** Work required **
List each line in the records below that contains the string "point", copying every such line in full.

** Entries **

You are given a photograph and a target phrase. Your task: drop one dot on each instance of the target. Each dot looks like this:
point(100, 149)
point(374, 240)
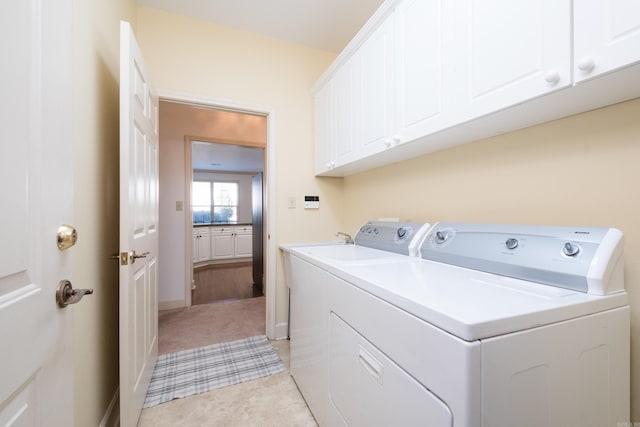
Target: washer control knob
point(442, 236)
point(512, 243)
point(401, 232)
point(570, 249)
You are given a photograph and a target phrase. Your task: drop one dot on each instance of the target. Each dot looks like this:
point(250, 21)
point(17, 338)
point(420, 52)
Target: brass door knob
point(65, 294)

** Completed exercise **
point(100, 149)
point(374, 240)
point(442, 236)
point(512, 243)
point(401, 232)
point(570, 249)
point(250, 21)
point(17, 338)
point(420, 52)
point(65, 294)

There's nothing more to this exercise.